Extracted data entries
────────────────

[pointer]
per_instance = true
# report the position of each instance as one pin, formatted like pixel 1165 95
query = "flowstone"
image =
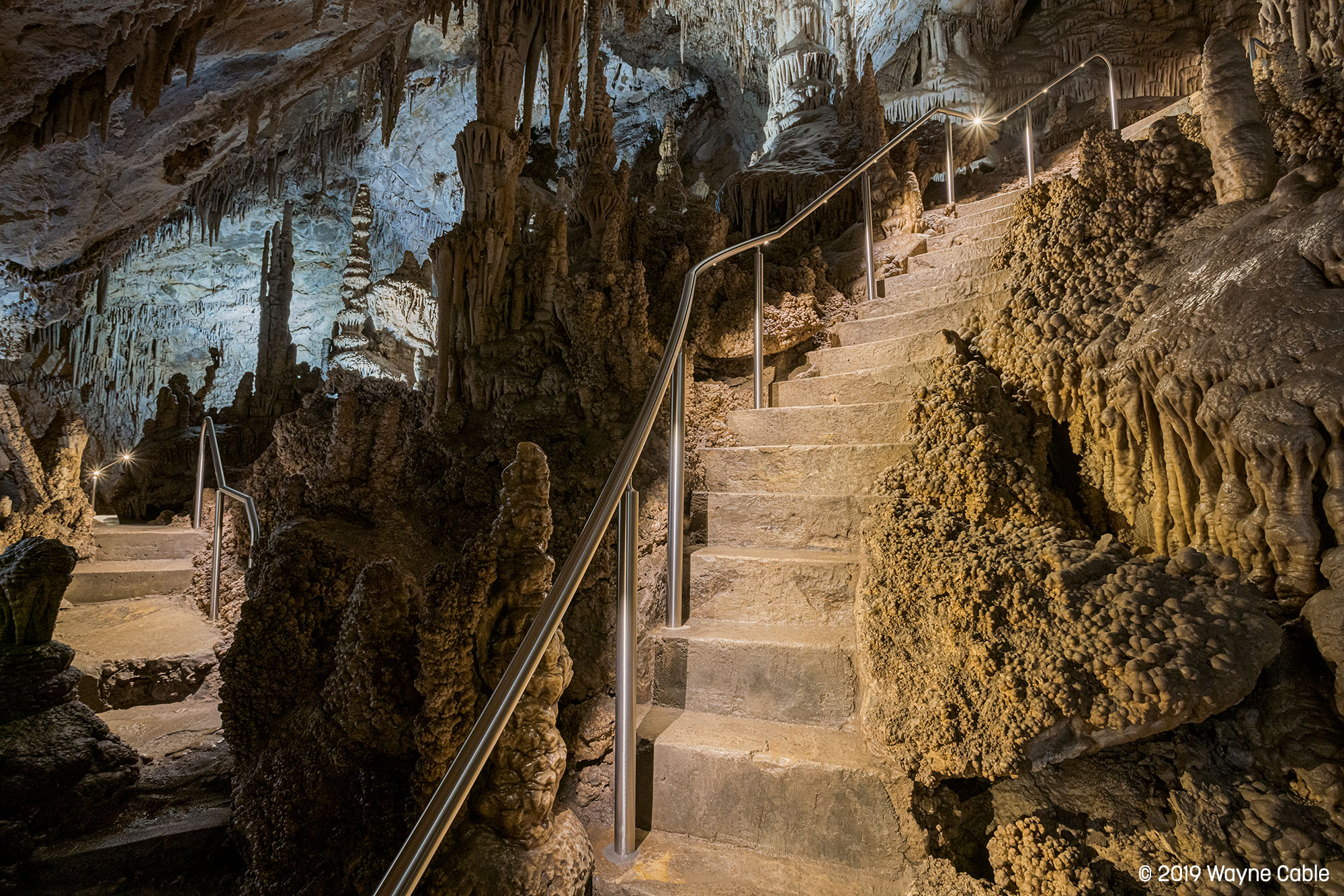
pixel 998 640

────────────────

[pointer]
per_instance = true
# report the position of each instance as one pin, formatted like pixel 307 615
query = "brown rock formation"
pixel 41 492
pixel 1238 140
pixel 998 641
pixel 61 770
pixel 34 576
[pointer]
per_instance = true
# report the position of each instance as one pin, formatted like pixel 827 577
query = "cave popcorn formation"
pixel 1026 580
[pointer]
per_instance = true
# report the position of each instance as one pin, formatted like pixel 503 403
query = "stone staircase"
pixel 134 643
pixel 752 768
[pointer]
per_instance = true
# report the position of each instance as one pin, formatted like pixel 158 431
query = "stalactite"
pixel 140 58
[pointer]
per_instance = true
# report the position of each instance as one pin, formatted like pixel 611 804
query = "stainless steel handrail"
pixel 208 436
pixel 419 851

────────────────

__YOUR OBJECTIVE__.
Please return every line of the data above that contains the word "each". Case counts, so match uppercase and lowercase letters exactly.

__OUTPUT FOR THIS EXERCISE__.
# report the position of each instance as one pin, formatted like pixel 1165 95
# report the position of each instance as one pin, formatted like pixel 307 615
# report the position of each instance as one pin, formatted like pixel 827 577
# report the position of each instance as one pin, formatted like pixel 503 403
# report the position of each instance as one pin, formatted like pixel 158 431
# report the position of each instance as one pin, formatted like pixel 611 804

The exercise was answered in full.